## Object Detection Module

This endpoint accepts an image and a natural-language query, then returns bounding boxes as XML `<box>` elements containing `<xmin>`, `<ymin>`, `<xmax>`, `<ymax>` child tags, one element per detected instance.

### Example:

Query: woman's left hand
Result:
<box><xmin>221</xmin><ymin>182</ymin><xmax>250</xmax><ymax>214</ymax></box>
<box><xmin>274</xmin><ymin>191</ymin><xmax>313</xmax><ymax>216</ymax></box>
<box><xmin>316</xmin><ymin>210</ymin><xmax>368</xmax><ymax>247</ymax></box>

-------------------------

- Short task: Please put the lines above into a Markdown table with two columns, Row and Content, giving each line its row number and skipping blank lines.

- Written solution:
| Row | Content |
|---|---|
| 1 | ## Object Detection Module |
| 2 | This endpoint accepts an image and a natural-language query, then returns bounding boxes as XML `<box>` elements containing `<xmin>`, `<ymin>`, `<xmax>`, `<ymax>` child tags, one element per detected instance. |
| 3 | ### Example: |
| 4 | Query: woman's left hand |
| 5 | Result: |
| 6 | <box><xmin>221</xmin><ymin>182</ymin><xmax>250</xmax><ymax>214</ymax></box> |
| 7 | <box><xmin>274</xmin><ymin>191</ymin><xmax>313</xmax><ymax>216</ymax></box> |
| 8 | <box><xmin>316</xmin><ymin>210</ymin><xmax>368</xmax><ymax>247</ymax></box> |